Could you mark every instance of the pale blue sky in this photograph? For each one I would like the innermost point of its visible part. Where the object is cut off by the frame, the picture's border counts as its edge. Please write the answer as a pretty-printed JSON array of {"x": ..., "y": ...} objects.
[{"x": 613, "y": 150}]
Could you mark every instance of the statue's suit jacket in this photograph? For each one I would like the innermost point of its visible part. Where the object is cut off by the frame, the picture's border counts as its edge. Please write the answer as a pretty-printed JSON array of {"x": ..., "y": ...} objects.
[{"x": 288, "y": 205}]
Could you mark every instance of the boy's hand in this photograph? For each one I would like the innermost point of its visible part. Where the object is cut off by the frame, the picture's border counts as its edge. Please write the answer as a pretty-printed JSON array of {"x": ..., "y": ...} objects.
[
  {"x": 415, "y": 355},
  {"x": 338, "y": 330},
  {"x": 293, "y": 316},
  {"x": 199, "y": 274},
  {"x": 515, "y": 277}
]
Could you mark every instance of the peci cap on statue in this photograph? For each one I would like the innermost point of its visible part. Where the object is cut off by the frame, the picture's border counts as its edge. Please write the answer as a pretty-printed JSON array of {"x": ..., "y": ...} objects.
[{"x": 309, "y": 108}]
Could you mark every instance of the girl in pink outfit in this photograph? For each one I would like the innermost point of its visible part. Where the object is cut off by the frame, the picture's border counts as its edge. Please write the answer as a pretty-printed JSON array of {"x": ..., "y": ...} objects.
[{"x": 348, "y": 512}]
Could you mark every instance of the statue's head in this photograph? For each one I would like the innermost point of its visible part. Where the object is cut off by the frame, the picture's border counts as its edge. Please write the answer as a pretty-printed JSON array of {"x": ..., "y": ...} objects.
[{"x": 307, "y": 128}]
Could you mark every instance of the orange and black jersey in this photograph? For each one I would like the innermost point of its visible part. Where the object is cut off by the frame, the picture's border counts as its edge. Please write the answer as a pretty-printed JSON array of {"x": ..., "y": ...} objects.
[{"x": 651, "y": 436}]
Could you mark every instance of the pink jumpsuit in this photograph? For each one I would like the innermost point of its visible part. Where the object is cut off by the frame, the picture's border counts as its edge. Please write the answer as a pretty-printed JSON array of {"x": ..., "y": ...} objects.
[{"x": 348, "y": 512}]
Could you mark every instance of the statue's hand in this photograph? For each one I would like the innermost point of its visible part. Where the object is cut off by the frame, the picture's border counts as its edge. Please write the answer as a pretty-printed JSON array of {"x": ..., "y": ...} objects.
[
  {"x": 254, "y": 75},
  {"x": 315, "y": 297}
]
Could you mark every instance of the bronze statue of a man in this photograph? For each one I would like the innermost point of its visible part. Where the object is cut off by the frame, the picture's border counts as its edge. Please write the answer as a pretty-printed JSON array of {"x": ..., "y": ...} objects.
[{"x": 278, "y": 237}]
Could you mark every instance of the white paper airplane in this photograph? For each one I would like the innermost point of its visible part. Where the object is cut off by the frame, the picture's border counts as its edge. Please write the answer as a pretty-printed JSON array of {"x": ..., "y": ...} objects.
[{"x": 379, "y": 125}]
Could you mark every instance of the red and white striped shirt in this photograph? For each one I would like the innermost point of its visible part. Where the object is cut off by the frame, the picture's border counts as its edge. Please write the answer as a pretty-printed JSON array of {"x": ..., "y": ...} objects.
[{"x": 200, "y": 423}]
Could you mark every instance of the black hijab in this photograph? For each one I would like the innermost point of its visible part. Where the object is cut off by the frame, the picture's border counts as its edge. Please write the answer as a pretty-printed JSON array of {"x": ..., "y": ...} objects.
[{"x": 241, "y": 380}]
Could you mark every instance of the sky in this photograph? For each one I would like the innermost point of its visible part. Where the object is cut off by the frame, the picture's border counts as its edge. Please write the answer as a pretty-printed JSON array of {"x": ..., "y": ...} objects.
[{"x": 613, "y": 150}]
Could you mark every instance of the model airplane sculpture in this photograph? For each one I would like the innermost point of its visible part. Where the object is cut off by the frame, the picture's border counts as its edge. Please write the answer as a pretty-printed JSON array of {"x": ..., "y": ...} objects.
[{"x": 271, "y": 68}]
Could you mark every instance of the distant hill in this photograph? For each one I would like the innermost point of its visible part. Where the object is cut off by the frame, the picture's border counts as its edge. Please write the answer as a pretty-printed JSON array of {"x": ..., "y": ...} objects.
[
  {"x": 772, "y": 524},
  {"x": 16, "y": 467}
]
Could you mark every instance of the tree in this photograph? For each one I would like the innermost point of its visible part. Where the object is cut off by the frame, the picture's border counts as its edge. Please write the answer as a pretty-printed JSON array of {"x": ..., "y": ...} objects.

__Prompt__. Please repeat the listing above in full and exactly.

__Exercise result__.
Could you mark every instance of the pale blue sky in this photograph? For each one I would like the innermost point of its visible part. Where the object is cut off by the frame, the picture's border counts as its edge. Please write the answer as a pretty-printed JSON array of {"x": ..., "y": ...} objects.
[{"x": 613, "y": 150}]
Could you mark every instance of the statue's suit jacket in this photograph? For each one I would like the innermost point of its visible part. Where the object is cut off by the frame, the picture's border counts as its edge. Please write the answer as a pretty-printed JSON array of {"x": ..., "y": ...} objects.
[{"x": 288, "y": 205}]
Could you mark every instance of the boy's hand in this photograph? For each one I would like the innermost point of its visible part. Where the object is cut off by the frame, the picture's border counts as its edge. Please write the answer as a pretty-printed JSON array of {"x": ..., "y": ...} objects.
[
  {"x": 415, "y": 355},
  {"x": 338, "y": 330},
  {"x": 293, "y": 316},
  {"x": 199, "y": 274},
  {"x": 515, "y": 277}
]
Could you mark every instance of the peci cap on statue in this photograph? For each one I would like the innermost point of its visible part. Where the object is cut off by the frame, the picture's border counts as its edge. Please write the answer as a pretty-printed JSON array of {"x": ..., "y": ...} objects.
[{"x": 309, "y": 108}]
Could you mark every instance of the girl in pink outfit in this photograph? For each one I would like the innermost point of its visible part. Where the object is cut off by the frame, the picture's border counts as its edge. Please write the answer as a pretty-printed JSON array of {"x": ..., "y": ...} objects.
[{"x": 348, "y": 512}]
Could you mark every instance of the statue's head in this photograph? For each one I would like the innermost point of its visible part. Where the object is cut off by the frame, the picture's border counts as its edge. Please write the answer as a pretty-printed JSON array of {"x": ..., "y": ...} objects.
[{"x": 307, "y": 128}]
Could you mark every instance of the orange and black jersey in this photograph? For each one I would like the innermost point of its visible part. Where the object is cut off by the frame, the picture's border counts as its edge. Please write the answer as a pretty-printed JSON array of {"x": ..., "y": ...} objects.
[{"x": 651, "y": 436}]
Could you mark every instance of the pink jumpsuit in this photograph? For each one I would like the innermost point of its visible part. Where the object is cut off by the frame, the picture's border counts as its edge. Please write the answer as a pretty-printed JSON array of {"x": ..., "y": ...} objects.
[{"x": 348, "y": 512}]
Could you mark every instance of the statue's hand in this photograph? For each one I would like the innermost point of its visible part. Where the object is cut off by the frame, the picture's border counts as its edge. Please write the answer as a pretty-printed JSON array of {"x": ..., "y": ...} objects.
[
  {"x": 254, "y": 75},
  {"x": 315, "y": 297}
]
Could you mark every instance of the bronze statue of a man in this photograph? For each one I would like the innermost point of its visible part. Where the object is cut off by the frame, the picture's border counts as its edge. Please write the answer as a pretty-printed JSON array of {"x": ..., "y": ...} objects.
[{"x": 278, "y": 237}]
Could you mark every instance of the white paper airplane in this photograph? For each one I would like the innermost point of its visible part. Where the object is cut off by the frame, the picture's border counts as its edge. Please write the answer as a pretty-printed JSON array of {"x": ..., "y": ...} objects.
[{"x": 379, "y": 125}]
Could you mark every instance of the red and white striped shirt in this photograph? For each one I would like the innermost point of its visible part. Where the object is cut off by the frame, the picture's border counts as its edge. Please write the answer as a pretty-printed JSON array of {"x": ..., "y": ...} objects.
[{"x": 200, "y": 423}]
Could you mark every instance of the black hijab in this photograph? For each one I would like the innermost point of its visible part. Where the object is cut off by the frame, the picture's border counts as its edge. Please write the answer as a pretty-printed JSON array of {"x": ..., "y": ...} objects.
[{"x": 241, "y": 380}]
Could you mark every instance of the sky in this photograph? For each one I would like the innermost point of its visible part. Where the object is cut off by the frame, the picture's border counts as its edge. Please write the answer as a pretty-printed JSON array of {"x": ..., "y": ...} objects.
[{"x": 613, "y": 150}]
Could you mark every instance of the model airplane sculpture in this photograph? For each one I would like the innermost point of its visible part. Where the object is cut off by the frame, the picture's border counts as its edge. Please write the answer as a pretty-printed JSON array of {"x": ..., "y": ...} objects.
[{"x": 271, "y": 68}]
Could you mark every instance of the distant hill in this photograph? For each one I would like the innermost point of its visible part. Where the object is cut off by the frame, the picture's border counts as its edge. Please write the answer as a pretty-printed JSON array of {"x": ..., "y": ...} objects.
[
  {"x": 772, "y": 524},
  {"x": 16, "y": 467}
]
Could you mark every instance of the tree in this photograph? For each one I would like the innermost point of its visible part. Where the object is cut off by the frame, the picture's border counts as its edge. Please write the answer as a pretty-printed JSON array of {"x": ..., "y": ...} objects.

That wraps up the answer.